§ Задания:
#1 Какое звание и должность у Владимира Толстова в отрывке о разведроте?
#2 Продолжите отрывок о разведроте, начав сразу после его последней реплики.

К Занятнову вернулись Михнов и Никитин — будто бы лишь за советом: люди устали (они действительно устали), не сделать ли привал?
— Пока висят над нами вертушки, надо идти, — ответил Занятнов. — Догоняйте, ребята, роту, помогайте молодым.
Долго ли, коротко ли, но спустились наконец в долину. Перед лагерем Занятнов остановил людей:
— Поработали мы хорошо, вернуться тоже надо красиво, такая здесь традиция. Всем заправиться, запевалам прокашляться. Нашу поем, о разведчиках. Командуй, Богданов.
— С места с песней ша-агом марш!
Песня была хорошей: «Труба, сегодня песню пой о суровой службе в разведроте…» Правда, хрипловатыми были голоса и плохо гнулись ноги. «Сколько долгих дней я мечтал о ней — о суровой настоящей жизни…»
С песней прошагали к лагерной линейке, из штабного модуля вышел командир части, поздравил с возвращением, и я ненадолго покинул новых друзей: надо было вымыться, переодеться. После обеда встретились снова. Гасан Амиров лежал в палатке на своей угловой койке второго яруса — у него оказалась нередкая здесь лихорадка, в медсанбат идти отказался. Михнов тоже выглядел простуженным, лицо покрылось мелкими каплями пота, но он продолжал шутить:
— В горах был человек человеком, а внизу стал на мухоловную ленту похож.
Никитин курил в беседке, перелистывал свой альбом. Рядом был замполит роты старший лейтенант Владимир Толстов, он тоже с интересом и уважением рассматривал альбом. Переписываю себе в блокнот первую страничку, вот эта запись: «Даже через много лет перед человеком, который прикоснется к этим листам, откроется то, что я пережил. Воскреснут бессонные ночи, подъемы, тревоги, тоска о доме, по матери и друзьям… Все это объединяет в себе слово «Армия».
А заканчивался альбом словами: «Слава советскому солдату, который оставил частицу своей юности на афганской земле».
Толстов задержал руку Никитина, готовую перелистнуть очередную страницу с записью; «Минск — встреча 1982».
— Юра, это не Кухарчик писал?
— Да, мы дали друг другу слово в Союзе встретиться. Золотой парень, верно, Владимир Алексеевич.

Записи из набора точечной разметки
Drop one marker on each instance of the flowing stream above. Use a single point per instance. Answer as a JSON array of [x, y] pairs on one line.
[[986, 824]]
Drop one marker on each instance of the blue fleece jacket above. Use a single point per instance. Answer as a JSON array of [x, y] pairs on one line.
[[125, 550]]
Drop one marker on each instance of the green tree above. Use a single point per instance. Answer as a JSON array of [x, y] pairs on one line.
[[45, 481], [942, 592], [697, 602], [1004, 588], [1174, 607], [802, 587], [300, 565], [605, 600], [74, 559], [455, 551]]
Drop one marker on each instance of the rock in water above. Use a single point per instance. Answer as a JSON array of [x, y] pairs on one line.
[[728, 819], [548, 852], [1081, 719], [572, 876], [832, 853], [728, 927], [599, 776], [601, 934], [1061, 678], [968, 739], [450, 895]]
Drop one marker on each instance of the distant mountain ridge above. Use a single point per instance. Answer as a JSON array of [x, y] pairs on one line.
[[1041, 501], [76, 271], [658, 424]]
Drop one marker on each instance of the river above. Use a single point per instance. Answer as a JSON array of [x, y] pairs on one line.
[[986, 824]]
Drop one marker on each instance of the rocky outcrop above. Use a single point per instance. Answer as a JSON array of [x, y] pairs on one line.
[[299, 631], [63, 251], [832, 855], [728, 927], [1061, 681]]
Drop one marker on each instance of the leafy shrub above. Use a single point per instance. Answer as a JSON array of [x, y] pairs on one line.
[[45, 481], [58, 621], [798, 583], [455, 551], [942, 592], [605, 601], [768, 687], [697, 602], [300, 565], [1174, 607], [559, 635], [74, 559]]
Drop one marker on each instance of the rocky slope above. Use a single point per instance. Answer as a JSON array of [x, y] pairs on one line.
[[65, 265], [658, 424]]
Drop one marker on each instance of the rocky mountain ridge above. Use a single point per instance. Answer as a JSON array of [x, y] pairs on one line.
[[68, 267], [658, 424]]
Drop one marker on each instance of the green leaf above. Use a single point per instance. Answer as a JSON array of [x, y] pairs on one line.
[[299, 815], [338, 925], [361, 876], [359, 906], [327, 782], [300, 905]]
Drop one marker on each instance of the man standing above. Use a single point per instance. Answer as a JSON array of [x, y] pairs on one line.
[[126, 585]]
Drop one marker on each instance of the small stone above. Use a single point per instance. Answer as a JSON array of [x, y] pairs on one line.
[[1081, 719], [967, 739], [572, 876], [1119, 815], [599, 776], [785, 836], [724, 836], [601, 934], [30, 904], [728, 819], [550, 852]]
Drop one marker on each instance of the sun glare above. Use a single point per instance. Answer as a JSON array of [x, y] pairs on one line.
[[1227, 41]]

§ Ответы по заданиям:
#1 Старший лейтенант, замполит роты.

#2
Старший сержант Михаил Кухарчик — бывший секретарь комсомольской организации роты, командир отделения — несколько месяцев назад уволился в запас, вернулся домой, успешно сдал экзамены в институт, вступил в партию. Никитин рассказал еще о родителях старшего сержанта: Михаил, как и положено солдату, писал им спокойные и бодрые письма, и, только увидев сына, они поняли, что ему довелось пережить. Под рассказ Никитина о Кухарчике мне вдруг вспомнилось прекрасное стихотворение Ярослава Смелякова — о матери, которая «в тонкие пеленки пеленала, в теплые сапожки обувала» своих детей и до самой войны не догадывалась, «что героев Времени растила»…
А подполковник Занятное вместо отдыха пошел за фотографиями: недавно его засняли с новыми подчиненными, вот и решил добыть в штабе хоть одну карточку — все-таки память о хороших ребятах, с которыми нежданно-негаданно довелось, пусть недолго, служить.
Заметки по истории
(Продолжение)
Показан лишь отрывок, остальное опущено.